* [Exercise requirements]
Starting at the line containing "Note: we are tagging the white" and ending at the line containing "[(406, 65), (310, 411)]", copy the listing below with "dot" swapped for "mark" and everything else unchanged. Leave the pictures out of your copy.

* [Information provided]
:::

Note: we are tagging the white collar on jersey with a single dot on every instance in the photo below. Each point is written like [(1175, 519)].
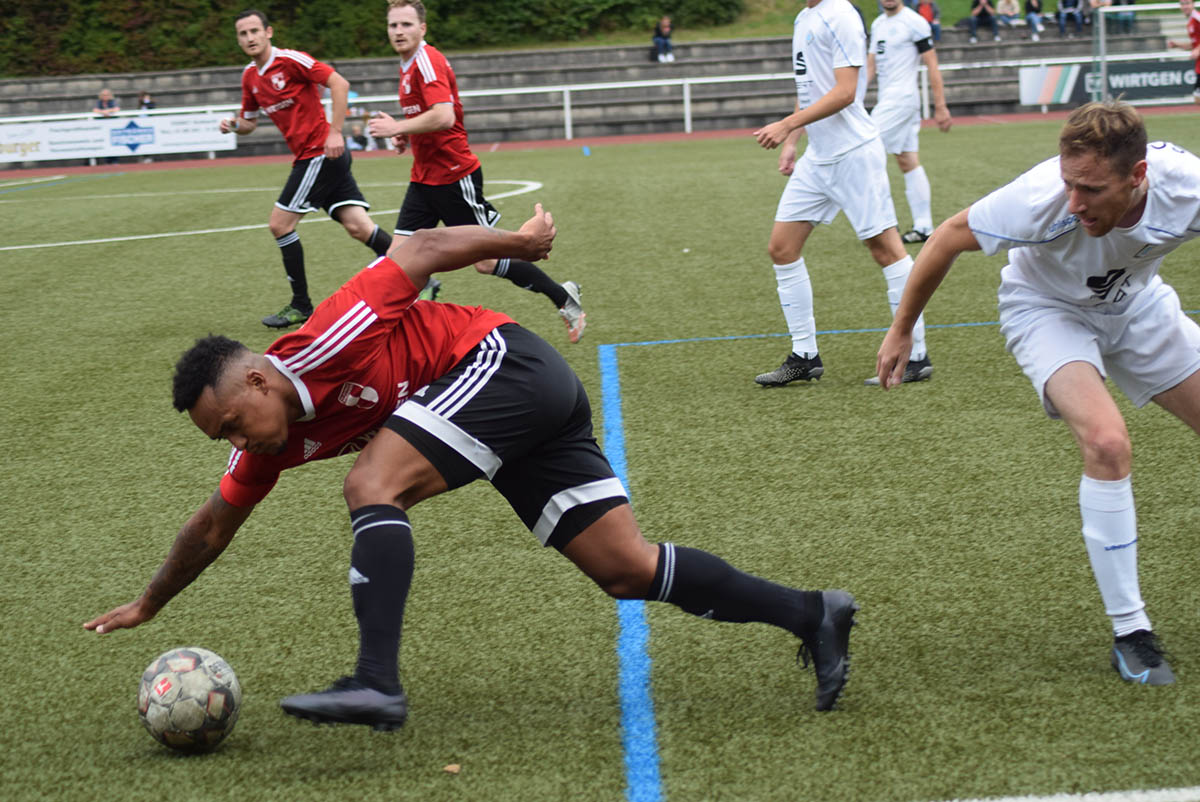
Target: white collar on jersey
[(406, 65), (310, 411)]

:::

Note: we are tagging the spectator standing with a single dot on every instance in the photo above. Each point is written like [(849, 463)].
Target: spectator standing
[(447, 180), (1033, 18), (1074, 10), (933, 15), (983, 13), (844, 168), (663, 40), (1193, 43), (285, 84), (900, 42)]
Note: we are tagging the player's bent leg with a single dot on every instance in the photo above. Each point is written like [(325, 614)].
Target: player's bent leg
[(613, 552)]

:::

* [Solved exercise]
Note: we are tagging the white collar on jersey with a single mark on every instance in the photo below. Each point is written like [(1175, 519)].
Target: white collar on jersey
[(406, 65), (310, 411)]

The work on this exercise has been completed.